• _EXERCISE PASSAGE_
----------

Award-Winning Composer Jake Heggie Workshops New Opera at SFCM
Singers and musicians also performed a run-through of "Intelligence" in front of an audience of SFCM students ahead of its premiere with the Houston Grand Opera.
By Mark Taylor
He has been called “arguably the world's most popular 21st-century opera and art song composer,” and he spent part of January at SFCM workshopping a new work.
Jake Heggie came to campus to workshop the brand new opera Intelligence, set to premiere with the Houston Grand Opera. Heggie is the artist behind nine full-length operas, including Dead Man Walking, Moby Dick, and Great Scott, and has also composed nearly 300 art songs, as well as chamber, choral, and orchestral works.
The workshop included Music Director of Houston Grand Opera Patrick Summers, choreographer Jawole Willa Jo Zollar, SFCM voice alumni, SFCM students, and a series of talented vocalists and musicians—including librettist Gene Scheer, represented by Opus 3, the management company acquired by SFCM in 2020.
The workshop concluded with a run-through inside the Caroline H. Hume Concert Hall on January 19, open to all SFCM students, “I am consistently wowed by the facilities at SFCM! Everything a young or professional musician needs is right there: from the spectacular concert halls to the recording studio, classrooms, ensemble and rehearsal spaces,” Heggie said of his time on campus. “Every space seems to vibrate with possibility and the permission to create. That's how great music is made.”
The new opera, Intelligence, explores the riveting and little-known story of two women spies in the South during the Civil War: Elizabeth Van Lew, a privileged white woman, and Mary Jane Bowser, a Black woman born into slavery who became a hidden spy in Jefferson Davis’ Confederate White House. “I think it’s a really inspiring story and pushes boundaries in telling diverse stories but not forgetting the past,” said SFCM voice student Dyanna Bohorques, one of the students watching the workshop for Winter Term.
SFCM President David Stull called Heggie’s visit to SFCM a thrilling experience. “He is truly one of the most extraordinary artists of our time. To have someone so generous and remarkable in their work collaborating with our students is an honor, a pleasure, and squarely at the center of our mission here at the Conservatory,” Stull said.

----------

• _INFORMATION_
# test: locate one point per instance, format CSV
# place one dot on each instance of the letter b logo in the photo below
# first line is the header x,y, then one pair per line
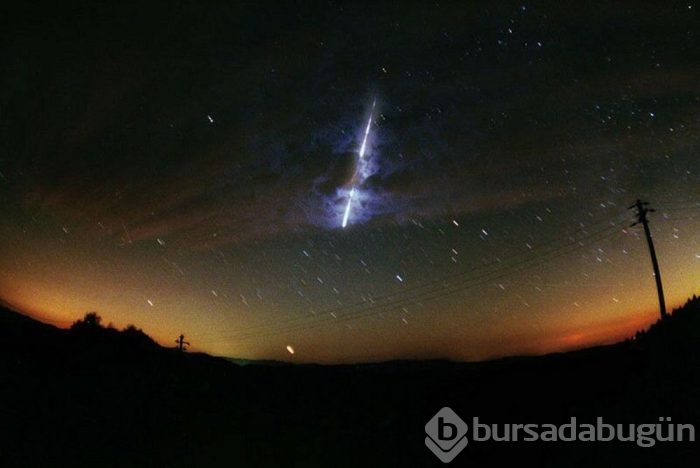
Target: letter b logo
x,y
446,435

----------

• _WHAT TO WORK ON_
[a] According to the article on Jake Heggie's SFCM workshop, in which hall was the run-through held?
[b] Reproduce the article on Jake Heggie's SFCM workshop from "Award-Winning Composer Jake" up to and including "its premiere with the Houston Grand Opera.".
[c] Decide whether each statement agrees with the article on Jake Heggie's SFCM workshop, answering yes or no and quoting the words that settle it: (i) Heggie has composed nearly 300 art songs. (ii) SFCM acquired Opus 3 in 2018. (iii) Dyanna Bohorques is a piano student at SFCM.

• _EXPECTED RESPONSES_
[a] The Caroline H. Hume Concert Hall.

[b]
Award-Winning Composer Jake Heggie Workshops New Opera at SFCM
Singers and musicians also performed a run-through of "Intelligence" in front of an audience of SFCM students ahead of its premiere with the Houston Grand Opera.

[c]
(i) Yes: "has also composed nearly 300 art songs"
(ii) No: "the management company acquired by SFCM in 2020"
(iii) No: "SFCM voice student Dyanna Bohorques"